Could you output every line of the listing below as a Markdown table with the columns "Row" and "Line," numbering the rows and skipping blank lines?

Rows from a pointing dataset:
------------------------------

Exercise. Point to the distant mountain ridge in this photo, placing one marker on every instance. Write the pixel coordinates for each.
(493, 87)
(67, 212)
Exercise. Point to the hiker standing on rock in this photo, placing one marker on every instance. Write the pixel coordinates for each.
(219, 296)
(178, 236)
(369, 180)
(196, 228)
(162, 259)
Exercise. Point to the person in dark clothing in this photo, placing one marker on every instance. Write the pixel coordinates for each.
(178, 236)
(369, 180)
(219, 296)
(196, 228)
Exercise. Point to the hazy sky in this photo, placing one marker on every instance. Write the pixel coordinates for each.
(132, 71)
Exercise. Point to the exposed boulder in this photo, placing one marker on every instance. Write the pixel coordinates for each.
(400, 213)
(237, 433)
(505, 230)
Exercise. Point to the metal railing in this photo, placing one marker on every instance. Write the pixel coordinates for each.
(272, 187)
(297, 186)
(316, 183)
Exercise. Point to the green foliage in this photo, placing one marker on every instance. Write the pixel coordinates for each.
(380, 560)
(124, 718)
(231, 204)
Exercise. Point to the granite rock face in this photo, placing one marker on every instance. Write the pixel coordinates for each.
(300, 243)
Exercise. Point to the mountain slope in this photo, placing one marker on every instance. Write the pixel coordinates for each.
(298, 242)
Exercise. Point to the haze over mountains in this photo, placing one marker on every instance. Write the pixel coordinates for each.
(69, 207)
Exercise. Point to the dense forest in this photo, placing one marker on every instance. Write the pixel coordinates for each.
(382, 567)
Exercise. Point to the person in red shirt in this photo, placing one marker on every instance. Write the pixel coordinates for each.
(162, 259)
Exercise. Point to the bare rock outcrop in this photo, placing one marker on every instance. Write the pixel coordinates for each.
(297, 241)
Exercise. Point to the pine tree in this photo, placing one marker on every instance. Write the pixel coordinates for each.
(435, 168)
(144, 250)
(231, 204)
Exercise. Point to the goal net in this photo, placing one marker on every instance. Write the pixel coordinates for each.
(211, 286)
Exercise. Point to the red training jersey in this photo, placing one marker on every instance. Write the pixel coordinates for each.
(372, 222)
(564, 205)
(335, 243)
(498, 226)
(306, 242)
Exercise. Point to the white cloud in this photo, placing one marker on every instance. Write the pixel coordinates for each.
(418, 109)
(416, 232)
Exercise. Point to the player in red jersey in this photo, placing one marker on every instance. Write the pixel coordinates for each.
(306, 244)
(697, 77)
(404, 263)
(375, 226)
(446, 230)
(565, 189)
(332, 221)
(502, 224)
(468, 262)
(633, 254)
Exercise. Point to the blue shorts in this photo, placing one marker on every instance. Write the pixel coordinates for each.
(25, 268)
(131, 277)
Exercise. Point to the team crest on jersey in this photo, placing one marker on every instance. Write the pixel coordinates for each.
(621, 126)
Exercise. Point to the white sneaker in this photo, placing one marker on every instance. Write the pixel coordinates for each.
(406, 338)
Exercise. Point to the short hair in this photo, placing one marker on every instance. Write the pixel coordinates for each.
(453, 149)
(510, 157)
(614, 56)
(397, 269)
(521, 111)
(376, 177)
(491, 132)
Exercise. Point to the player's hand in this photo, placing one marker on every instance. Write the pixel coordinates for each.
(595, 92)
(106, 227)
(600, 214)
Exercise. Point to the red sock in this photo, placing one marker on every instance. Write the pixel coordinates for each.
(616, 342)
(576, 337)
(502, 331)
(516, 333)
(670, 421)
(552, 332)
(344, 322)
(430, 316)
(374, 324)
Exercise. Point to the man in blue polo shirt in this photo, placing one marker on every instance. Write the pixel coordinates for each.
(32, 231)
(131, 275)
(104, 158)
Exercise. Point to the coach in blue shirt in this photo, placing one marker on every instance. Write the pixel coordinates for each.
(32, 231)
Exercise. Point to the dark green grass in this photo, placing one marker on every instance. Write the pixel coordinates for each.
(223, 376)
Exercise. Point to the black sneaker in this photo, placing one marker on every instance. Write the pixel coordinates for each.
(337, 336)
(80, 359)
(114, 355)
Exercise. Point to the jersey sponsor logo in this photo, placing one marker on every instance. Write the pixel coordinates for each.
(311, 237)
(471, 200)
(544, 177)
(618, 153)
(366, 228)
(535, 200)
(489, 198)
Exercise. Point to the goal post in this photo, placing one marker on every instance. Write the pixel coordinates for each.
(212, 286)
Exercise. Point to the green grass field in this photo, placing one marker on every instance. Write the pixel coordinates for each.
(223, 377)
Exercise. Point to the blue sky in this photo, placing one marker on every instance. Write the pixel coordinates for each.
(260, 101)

------------------------------

* [Completed exercise]
| Row | Line |
|---|---|
| 1 | Exercise. Point to the distant mountain ridge in this photo, placing one marker on every instance. Write the pixel coordinates for each. |
| 2 | (493, 87) |
| 3 | (67, 212) |
| 4 | Exercise. Point to the hiker standing on rock in this photo, placing one marker on every instance. Write the pixel coordinates for each. |
| 5 | (219, 296) |
| 6 | (178, 236) |
| 7 | (369, 180) |
| 8 | (196, 228) |
| 9 | (162, 259) |
| 10 | Exercise. Point to the person in dark clothing in this photo, placing one marker on every instance. Write the pixel coordinates for each. |
| 11 | (178, 236) |
| 12 | (369, 180) |
| 13 | (219, 296) |
| 14 | (196, 228) |
| 15 | Exercise. Point to the hazy sky in this photo, placing one marker on every instance. Write the pixel coordinates for each. |
| 16 | (132, 71) |
| 17 | Exercise. Point to the exposed boulder in this photo, placing one marker on every instance. Write the pixel coordinates for each. |
| 18 | (400, 213) |
| 19 | (237, 433) |
| 20 | (505, 230) |
| 21 | Exercise. Point to the metal railing in this photo, placing one marker on every instance. Write the pixel coordinates for each. |
| 22 | (272, 187) |
| 23 | (297, 186) |
| 24 | (316, 183) |
| 25 | Exercise. Point to the green foliage in this photo, placing one marker on every instance. Write the pixel coordinates for each. |
| 26 | (380, 560) |
| 27 | (124, 718) |
| 28 | (231, 204) |
| 29 | Exercise. Point to the granite rock face in this photo, placing one marker on every instance. Write the pixel coordinates for each. |
| 30 | (300, 243) |
| 31 | Exercise. Point to the mountain slope in this photo, placing one marker on every instance. Write the pixel coordinates for each. |
| 32 | (298, 242) |
| 33 | Exercise. Point to the haze over mountains in this photo, placing one marker on every instance. Write the pixel coordinates for each. |
| 34 | (69, 207) |
| 35 | Exercise. Point to the dense forest in this photo, placing one marker on every instance. Write the pixel coordinates for each. |
| 36 | (382, 567) |
| 37 | Exercise. Point to the person in red shirt in this photo, placing one marker on every instance. Write the pixel coordinates for each. |
| 38 | (162, 259) |
| 39 | Exercise. Point to the bare rock outcrop in this photo, placing one marker on every instance. Write the pixel coordinates for each. |
| 40 | (297, 241) |
| 41 | Exercise. Point to the pine tree in this photo, placing one marker on every instance. Write the pixel coordinates for each. |
| 42 | (435, 168) |
| 43 | (144, 250) |
| 44 | (231, 204) |
| 45 | Exercise. Point to the goal net in this photo, placing one marker on every instance. Write the pixel coordinates for each. |
| 46 | (211, 286) |
| 47 | Exercise. Point to the red training jersey in this photo, placing one marker on every instance. Write the pixel coordinates for each. |
| 48 | (372, 222) |
| 49 | (564, 205) |
| 50 | (335, 243) |
| 51 | (498, 226) |
| 52 | (306, 242) |
| 53 | Exercise. Point to the white cloud in this photo, placing one marker on every instance. Write the pixel coordinates for each. |
| 54 | (418, 109) |
| 55 | (416, 232) |
| 56 | Exercise. Point to the player in red jersey in this photo, placing one marker on every instance. Write the pixel coordinates for each. |
| 57 | (306, 244) |
| 58 | (697, 77) |
| 59 | (404, 263) |
| 60 | (375, 226) |
| 61 | (446, 230) |
| 62 | (565, 189) |
| 63 | (332, 221) |
| 64 | (502, 224) |
| 65 | (468, 262) |
| 66 | (633, 254) |
| 67 | Exercise. Point to the blue shorts in this photo, placing one marker on every instance. Write the pixel coordinates for each. |
| 68 | (25, 268) |
| 69 | (131, 277) |
| 70 | Exercise. Point to the team crest on jersey in this photo, placing one marker on every instance. Write the pixel coordinates for each. |
| 71 | (621, 126) |
| 72 | Exercise. Point to the white sneaker in this photo, placing one marker on every instance. Write the pixel coordinates for each. |
| 73 | (406, 338) |
| 74 | Exercise. Point to the short hair in this photo, placing one marker on every instance. Write the pixel coordinates for each. |
| 75 | (453, 149) |
| 76 | (510, 157) |
| 77 | (614, 56) |
| 78 | (397, 269) |
| 79 | (521, 111) |
| 80 | (376, 177) |
| 81 | (491, 132) |
| 82 | Exercise. Point to the player's hand in this photo, placing one marker on every instance. Write the pixel coordinates for each. |
| 83 | (595, 92) |
| 84 | (106, 227) |
| 85 | (600, 214) |
| 86 | Exercise. Point to the red sock in this photo, placing one marker on every instance. Write the pixel coordinates for each. |
| 87 | (616, 342) |
| 88 | (576, 337) |
| 89 | (502, 331) |
| 90 | (516, 333) |
| 91 | (670, 421) |
| 92 | (552, 332) |
| 93 | (344, 322) |
| 94 | (430, 316) |
| 95 | (374, 324) |
| 96 | Exercise. Point to the man in blue polo shirt in this photo, placing one marker on every instance. Write the pixel coordinates for each. |
| 97 | (32, 231) |
| 98 | (131, 275) |
| 99 | (104, 158) |
| 100 | Exercise. Point to the coach in blue shirt in this photo, placing one marker on every instance. Write the pixel coordinates for each. |
| 101 | (32, 231) |
| 102 | Exercise. Point to the dark green grass in this photo, placing one marker on every instance. Write the pixel coordinates for each. |
| 103 | (223, 376) |
| 104 | Exercise. Point to the black sneaker in this photo, placing one marker on every instance. Write the pixel coordinates for each. |
| 105 | (337, 336) |
| 106 | (80, 359) |
| 107 | (114, 355) |
| 108 | Exercise. Point to the jersey sponsor logo in this photo, placing one marker on every instance. Write the pixel coordinates for each. |
| 109 | (311, 237) |
| 110 | (471, 200) |
| 111 | (544, 177) |
| 112 | (618, 153) |
| 113 | (366, 228) |
| 114 | (535, 200) |
| 115 | (489, 198) |
| 116 | Exercise. Point to the goal post in this photo, placing one marker on every instance. Write the pixel coordinates for each. |
| 117 | (212, 286) |
| 118 | Exercise. Point to the green grass field in this photo, placing one marker on every instance. Write the pixel coordinates for each. |
| 119 | (223, 377) |
| 120 | Exercise. Point to the blue sky in this photo, placing one marker on every instance. Write the pixel coordinates for each. |
| 121 | (260, 101) |